## WHAT YOU HAVE TO DO
Take up the piece on being seen and heard as an authentic person at its final line and write how it continues.

The difficulty of being seen and heard as an authentic person.

There’s an interesting – and somewhat paradoxical – psychological principle which is that THE MORE WE BECOME OURSELVES, THE LESS LIKELY WE ARE TO BE UNDERSTOOD BY OTHER PEOPLE.  That may sound a little grim, but there’s a lot of truth in it.

By way of an example, I’m a male.  In a very basic sense, I have NO idea what it’s like to be a female.  I can empathize with females, I can understand their political, emotional and social issues, I can be a strong supporter of feminism.  But I can’t understand, on a primal level, what it’s like to be a female.  There’s a whole slew of experiences in there – growing breasts, having your first period, prom dates, motherhood, etc. – that just aren’t a part of my being-in-the-world or my personal history.

I can take that up a notch and say that I’m an American male.  So I would definitely NOT understand what it’s like to be an Indonesian female.  Or I could say that I’m an older American male, so I would really, really not understand what it’s like to be a young Indonesian female.

The more different we are, the less we understand each other.

There’s also a very natural human drive called individuation, where we want to become separate, unique individuals.  We see it most clearly in adolescents.  For the first ten years of their lives they’ve been nothing more than extensions of their parents and their families.  Suddenly, as puberty approaches, they want to dress differently, act differently, and explore new ways of thinking.  They are compelled to differentiate themselves from their parents and if that means they get a neon nose ring to prove they’re different, so be it.

Although it’s less obvious, that drive to be, “different,” continues into adult life.  In the United States, we mainly express it through our adult toys and our clothing.  We talk about someone making a unique, “fashion statement,” or we’ve got a friend who drives around in a rare, restored 59 Chevy, or we raise Venus Flytraps .  We take a lot of pride in our uniqueness and tend to denigrate being, “a part of the herd.”.

For some people, though, that drive to be different, to fully express themselves as unique individuals, can have a downside to it as well. The reason for that is that we also have an equally strong drive TO BE HEARD, not just to be seen.  To be understood.  To have meaningful conversations and interactions with other human beings who really get what we’re feeling and thinking.

As Michael P.Nichols put it in, “The Lost Art of Listening,”

## STORED DATA
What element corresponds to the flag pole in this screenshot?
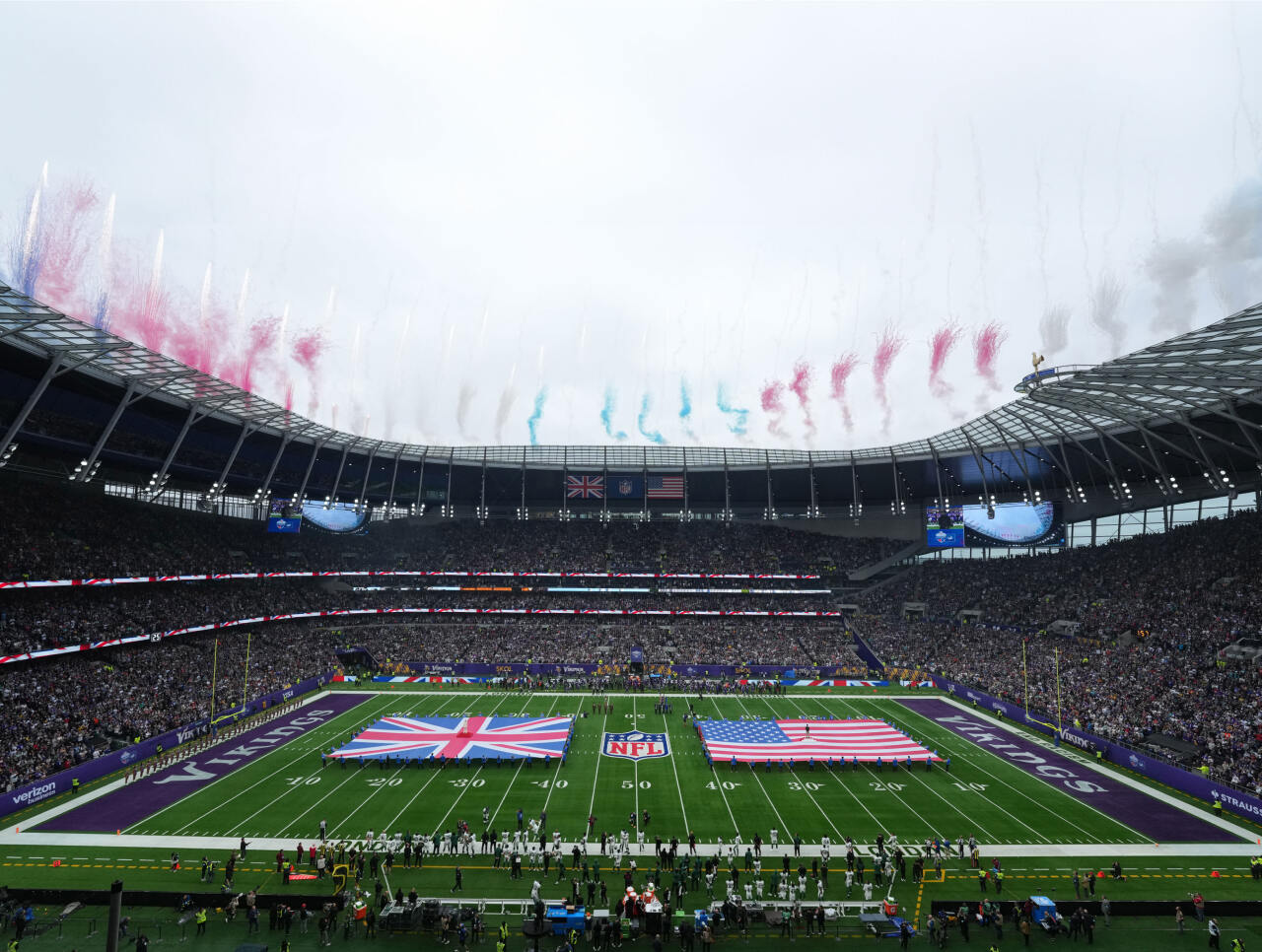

## FINAL RESULT
“Few aspects of human experience are as powerful as the yearning to be understood. When we think someone listens, we believe we are taken seriously, that our ideas and feelings are acknowledged, and that we have something to share.”

That transaction of communicating and being understood and validated assumes that we have some common ground with the other person.  The more that we have in common with the other person, the more quickly and easily they’ll understand what we’re saying.  If the only language I speak is English and the only language you speak is Spanish, we’re not going to do much meaningful communicating.  If you’re from New York City and I live in a small town in the mountains, we are NOT going to rock and roll.

It’s really a simple ratio:  the more we’re alike, the more easily we’ll communicate.  The more that we’re different, the more difficult it is to communicate.

So what happens if you’re not just different, but radically different from most people?  So different that you share very little common ground?

Here’s an example from the Jungian personality types.  We know that some people are introverts and some people are extroverts.  The more introverted we are, the less likely we are to understand how extroverts see the world, and vice versa.  Then take that up a notch by looking at an introverted personality type called the INFJ.  Only one percent of the people in the world share that personality type.  Take it up another notch by looking at males who have the INFJ personality type.  Only 0.5 percent of the people in the world share that person’s personality.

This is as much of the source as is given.